YOUR INSTRUCTIONS:
Extract every line of the material below that contains the string "short", matching case exactly.

— Start RECORDS SHOWN —

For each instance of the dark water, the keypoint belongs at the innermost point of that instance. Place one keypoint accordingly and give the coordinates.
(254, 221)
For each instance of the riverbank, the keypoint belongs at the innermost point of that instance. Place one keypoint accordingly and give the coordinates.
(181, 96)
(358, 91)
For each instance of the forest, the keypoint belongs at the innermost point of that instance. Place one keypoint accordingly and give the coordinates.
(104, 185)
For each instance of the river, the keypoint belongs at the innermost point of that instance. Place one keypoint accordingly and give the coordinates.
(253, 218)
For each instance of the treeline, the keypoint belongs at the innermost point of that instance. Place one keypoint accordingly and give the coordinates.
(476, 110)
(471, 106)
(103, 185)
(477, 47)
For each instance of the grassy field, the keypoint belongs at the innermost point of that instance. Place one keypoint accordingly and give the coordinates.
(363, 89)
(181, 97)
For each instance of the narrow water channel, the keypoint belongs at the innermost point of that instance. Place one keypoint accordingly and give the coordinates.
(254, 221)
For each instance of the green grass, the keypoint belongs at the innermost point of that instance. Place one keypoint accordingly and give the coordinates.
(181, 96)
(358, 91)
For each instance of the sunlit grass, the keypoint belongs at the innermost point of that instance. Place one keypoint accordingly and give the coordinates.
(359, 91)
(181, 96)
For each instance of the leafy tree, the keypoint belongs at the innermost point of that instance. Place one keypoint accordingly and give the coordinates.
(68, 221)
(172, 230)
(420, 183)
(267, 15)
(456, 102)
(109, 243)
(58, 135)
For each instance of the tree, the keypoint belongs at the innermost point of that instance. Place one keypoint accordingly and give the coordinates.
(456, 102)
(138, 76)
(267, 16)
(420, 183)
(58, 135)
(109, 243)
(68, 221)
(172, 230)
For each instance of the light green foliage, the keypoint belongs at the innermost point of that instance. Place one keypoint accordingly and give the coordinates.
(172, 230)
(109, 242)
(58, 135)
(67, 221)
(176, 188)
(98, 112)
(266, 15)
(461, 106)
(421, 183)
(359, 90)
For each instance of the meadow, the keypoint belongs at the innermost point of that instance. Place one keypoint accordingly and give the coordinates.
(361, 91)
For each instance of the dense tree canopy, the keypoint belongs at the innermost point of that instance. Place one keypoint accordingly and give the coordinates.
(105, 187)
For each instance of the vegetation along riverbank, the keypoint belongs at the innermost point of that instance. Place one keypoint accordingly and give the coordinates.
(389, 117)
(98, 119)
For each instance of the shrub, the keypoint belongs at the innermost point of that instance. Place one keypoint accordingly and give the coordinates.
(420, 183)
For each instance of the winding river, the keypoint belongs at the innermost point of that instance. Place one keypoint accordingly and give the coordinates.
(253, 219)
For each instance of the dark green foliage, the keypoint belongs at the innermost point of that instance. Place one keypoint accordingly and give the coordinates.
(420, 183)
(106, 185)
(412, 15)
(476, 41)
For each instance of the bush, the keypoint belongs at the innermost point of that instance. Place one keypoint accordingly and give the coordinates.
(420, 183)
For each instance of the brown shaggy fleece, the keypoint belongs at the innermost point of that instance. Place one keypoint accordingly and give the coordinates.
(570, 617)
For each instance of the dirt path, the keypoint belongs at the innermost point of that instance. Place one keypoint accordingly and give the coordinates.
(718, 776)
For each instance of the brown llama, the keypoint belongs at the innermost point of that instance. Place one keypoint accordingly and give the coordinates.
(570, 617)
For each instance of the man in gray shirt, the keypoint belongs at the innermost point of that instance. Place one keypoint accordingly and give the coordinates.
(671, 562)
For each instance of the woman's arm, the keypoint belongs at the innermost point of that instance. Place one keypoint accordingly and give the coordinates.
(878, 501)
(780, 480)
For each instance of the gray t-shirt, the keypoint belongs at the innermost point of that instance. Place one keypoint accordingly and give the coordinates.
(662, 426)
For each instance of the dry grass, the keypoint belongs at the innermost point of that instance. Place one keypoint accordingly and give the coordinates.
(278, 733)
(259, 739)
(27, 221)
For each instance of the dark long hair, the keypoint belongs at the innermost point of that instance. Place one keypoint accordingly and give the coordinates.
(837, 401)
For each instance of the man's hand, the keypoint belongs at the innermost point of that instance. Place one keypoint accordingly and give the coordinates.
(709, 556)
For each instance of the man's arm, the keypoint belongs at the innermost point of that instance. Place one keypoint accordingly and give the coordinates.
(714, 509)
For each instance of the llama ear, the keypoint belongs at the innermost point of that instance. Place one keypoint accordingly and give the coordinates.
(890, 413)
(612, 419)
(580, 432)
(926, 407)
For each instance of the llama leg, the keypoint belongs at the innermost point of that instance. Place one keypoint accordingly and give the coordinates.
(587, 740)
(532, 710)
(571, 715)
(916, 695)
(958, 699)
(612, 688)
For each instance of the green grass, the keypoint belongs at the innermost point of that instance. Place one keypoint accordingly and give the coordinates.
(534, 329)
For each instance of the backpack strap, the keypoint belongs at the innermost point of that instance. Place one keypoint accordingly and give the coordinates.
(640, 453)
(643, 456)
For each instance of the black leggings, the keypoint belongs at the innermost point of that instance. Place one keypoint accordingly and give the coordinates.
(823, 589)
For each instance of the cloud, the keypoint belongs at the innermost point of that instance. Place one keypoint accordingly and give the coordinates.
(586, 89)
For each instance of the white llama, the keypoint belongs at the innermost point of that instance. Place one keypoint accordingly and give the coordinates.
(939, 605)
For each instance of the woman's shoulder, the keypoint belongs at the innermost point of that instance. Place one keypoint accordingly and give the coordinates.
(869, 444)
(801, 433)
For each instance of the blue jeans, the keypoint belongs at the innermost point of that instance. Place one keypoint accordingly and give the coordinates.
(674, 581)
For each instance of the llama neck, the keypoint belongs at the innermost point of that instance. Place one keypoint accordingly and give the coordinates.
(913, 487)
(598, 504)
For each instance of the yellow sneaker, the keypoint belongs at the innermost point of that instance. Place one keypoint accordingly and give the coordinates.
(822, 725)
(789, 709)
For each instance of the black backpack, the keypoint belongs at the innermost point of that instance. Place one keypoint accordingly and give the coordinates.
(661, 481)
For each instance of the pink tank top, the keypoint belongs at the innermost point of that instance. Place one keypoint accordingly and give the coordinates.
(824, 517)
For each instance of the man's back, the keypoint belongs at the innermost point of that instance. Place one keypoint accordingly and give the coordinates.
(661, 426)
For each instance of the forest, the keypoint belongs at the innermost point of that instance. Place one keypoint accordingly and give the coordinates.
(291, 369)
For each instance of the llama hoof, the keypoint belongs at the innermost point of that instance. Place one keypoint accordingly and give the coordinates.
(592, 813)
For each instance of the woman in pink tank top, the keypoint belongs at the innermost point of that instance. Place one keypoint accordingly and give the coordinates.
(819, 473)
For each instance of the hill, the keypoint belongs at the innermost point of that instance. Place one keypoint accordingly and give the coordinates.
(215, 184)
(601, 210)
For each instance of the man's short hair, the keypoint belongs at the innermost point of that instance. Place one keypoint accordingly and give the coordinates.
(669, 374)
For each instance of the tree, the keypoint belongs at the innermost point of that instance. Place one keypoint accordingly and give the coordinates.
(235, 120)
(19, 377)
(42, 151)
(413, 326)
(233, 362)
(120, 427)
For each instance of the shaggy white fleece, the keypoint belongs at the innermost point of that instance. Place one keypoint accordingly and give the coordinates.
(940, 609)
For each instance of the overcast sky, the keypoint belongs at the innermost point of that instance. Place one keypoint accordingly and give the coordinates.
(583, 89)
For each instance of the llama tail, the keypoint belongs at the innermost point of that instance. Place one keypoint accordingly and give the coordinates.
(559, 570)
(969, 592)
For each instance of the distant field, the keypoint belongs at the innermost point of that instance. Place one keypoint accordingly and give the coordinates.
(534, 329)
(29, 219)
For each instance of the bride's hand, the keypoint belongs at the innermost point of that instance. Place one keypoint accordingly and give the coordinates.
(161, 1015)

— End RECORDS SHOWN —
— Start RECORDS SHOWN —

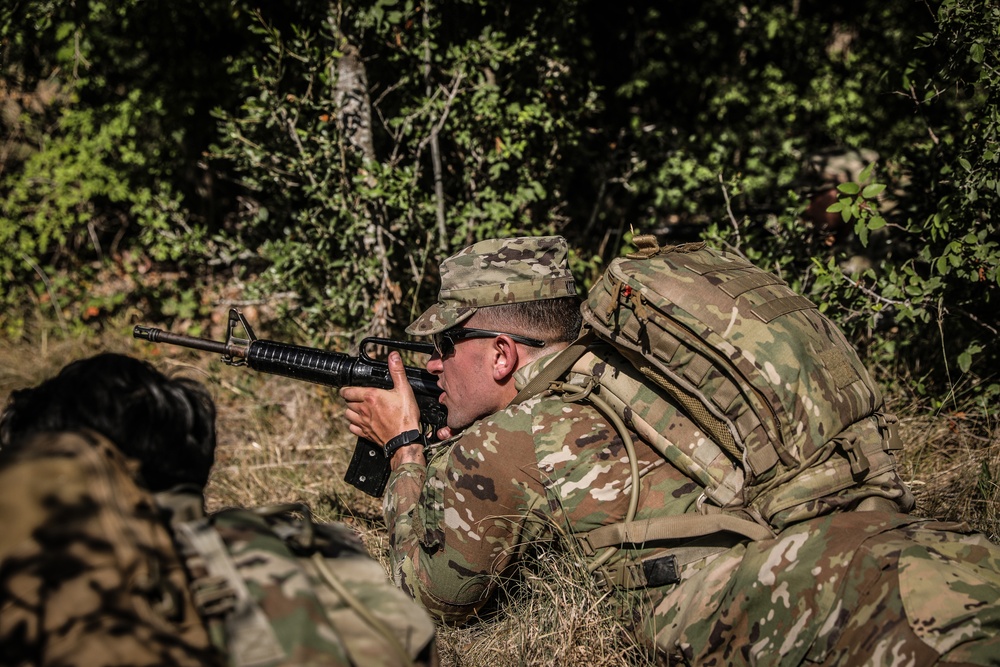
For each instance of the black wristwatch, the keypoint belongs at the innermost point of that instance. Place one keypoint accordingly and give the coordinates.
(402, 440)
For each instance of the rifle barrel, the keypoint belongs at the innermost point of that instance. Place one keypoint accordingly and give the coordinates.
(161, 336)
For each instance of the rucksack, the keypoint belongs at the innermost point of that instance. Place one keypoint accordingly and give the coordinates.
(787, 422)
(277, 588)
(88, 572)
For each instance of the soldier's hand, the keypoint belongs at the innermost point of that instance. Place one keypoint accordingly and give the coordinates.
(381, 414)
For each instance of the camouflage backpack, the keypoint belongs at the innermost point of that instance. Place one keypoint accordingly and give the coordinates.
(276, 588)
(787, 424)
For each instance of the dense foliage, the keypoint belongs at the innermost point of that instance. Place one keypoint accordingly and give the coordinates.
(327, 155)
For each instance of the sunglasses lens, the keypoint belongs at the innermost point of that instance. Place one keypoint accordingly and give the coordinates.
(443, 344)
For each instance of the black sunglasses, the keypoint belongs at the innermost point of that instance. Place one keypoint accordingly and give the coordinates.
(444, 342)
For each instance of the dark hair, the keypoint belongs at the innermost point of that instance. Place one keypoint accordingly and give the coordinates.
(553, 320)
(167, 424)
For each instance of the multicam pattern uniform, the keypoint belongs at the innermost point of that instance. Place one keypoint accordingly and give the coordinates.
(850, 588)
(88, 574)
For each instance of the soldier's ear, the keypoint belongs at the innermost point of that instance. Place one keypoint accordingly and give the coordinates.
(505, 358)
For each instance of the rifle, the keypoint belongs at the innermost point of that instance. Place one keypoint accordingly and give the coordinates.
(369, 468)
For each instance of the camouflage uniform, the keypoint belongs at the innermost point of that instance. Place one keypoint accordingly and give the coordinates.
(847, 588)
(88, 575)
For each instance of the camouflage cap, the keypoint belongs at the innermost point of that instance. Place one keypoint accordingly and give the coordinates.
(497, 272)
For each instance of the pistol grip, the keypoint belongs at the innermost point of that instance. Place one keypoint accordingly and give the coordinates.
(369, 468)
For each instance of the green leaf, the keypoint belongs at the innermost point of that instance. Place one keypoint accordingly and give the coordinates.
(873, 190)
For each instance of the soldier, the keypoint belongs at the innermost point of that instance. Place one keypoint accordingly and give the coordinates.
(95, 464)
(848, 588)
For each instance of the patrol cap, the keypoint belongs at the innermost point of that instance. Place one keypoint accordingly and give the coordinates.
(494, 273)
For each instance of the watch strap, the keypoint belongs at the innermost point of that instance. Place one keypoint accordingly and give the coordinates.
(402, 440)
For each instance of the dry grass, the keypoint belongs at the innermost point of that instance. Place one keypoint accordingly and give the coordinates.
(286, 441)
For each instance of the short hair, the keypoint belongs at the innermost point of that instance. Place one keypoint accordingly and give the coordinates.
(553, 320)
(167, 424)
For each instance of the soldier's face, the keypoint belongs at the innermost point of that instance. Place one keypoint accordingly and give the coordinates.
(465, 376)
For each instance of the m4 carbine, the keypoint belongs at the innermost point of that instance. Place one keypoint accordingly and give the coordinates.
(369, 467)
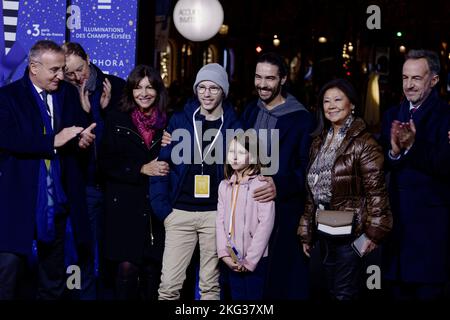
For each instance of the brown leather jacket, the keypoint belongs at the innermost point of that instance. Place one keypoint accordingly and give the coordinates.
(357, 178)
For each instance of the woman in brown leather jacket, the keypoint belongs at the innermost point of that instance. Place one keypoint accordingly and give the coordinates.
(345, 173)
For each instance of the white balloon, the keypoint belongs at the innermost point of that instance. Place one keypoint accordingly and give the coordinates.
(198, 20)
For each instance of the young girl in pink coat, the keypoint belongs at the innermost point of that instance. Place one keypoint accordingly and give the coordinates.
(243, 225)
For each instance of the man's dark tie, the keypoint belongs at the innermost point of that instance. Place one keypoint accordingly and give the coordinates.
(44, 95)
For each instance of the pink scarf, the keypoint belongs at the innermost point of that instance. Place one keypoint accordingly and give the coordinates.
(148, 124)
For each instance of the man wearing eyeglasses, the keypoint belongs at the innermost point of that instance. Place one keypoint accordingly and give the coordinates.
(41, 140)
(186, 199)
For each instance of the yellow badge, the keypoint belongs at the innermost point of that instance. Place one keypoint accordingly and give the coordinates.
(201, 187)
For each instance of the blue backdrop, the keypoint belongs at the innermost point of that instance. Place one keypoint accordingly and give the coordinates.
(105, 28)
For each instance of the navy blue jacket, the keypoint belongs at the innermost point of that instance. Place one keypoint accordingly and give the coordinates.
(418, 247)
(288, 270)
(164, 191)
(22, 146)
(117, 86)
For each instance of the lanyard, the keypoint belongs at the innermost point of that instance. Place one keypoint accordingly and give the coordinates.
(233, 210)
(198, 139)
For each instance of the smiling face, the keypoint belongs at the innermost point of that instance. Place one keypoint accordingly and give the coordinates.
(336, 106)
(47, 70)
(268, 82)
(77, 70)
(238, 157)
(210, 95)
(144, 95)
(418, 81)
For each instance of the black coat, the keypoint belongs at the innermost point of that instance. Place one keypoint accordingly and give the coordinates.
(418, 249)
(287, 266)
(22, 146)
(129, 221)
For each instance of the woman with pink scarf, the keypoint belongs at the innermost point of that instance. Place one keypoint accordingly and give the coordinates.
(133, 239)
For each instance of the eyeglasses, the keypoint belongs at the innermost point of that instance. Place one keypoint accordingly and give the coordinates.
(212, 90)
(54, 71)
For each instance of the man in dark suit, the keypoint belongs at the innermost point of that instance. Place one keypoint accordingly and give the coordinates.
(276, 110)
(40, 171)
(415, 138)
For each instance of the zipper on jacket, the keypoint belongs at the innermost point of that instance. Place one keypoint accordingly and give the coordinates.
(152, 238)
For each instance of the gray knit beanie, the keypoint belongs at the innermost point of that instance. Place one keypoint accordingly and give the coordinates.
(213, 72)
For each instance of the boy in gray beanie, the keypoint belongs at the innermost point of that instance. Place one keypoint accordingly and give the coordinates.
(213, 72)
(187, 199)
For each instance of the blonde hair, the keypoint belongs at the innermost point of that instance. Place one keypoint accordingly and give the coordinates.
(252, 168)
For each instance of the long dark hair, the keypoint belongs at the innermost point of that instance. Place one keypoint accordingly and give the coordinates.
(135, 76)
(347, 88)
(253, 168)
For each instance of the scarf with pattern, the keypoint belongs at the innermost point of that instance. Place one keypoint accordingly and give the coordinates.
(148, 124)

— End RECORDS SHOWN —

EXERCISE OUTPUT:
For each instance of the man's short hair, the keypoint belongs at the innermost point of that instance. Place one keypoint accordingly and give the coordinates.
For each instance of the short hair, the keypoint belongs at the innermost point of that instance. Place one keypoint accordingly and give the coordinates.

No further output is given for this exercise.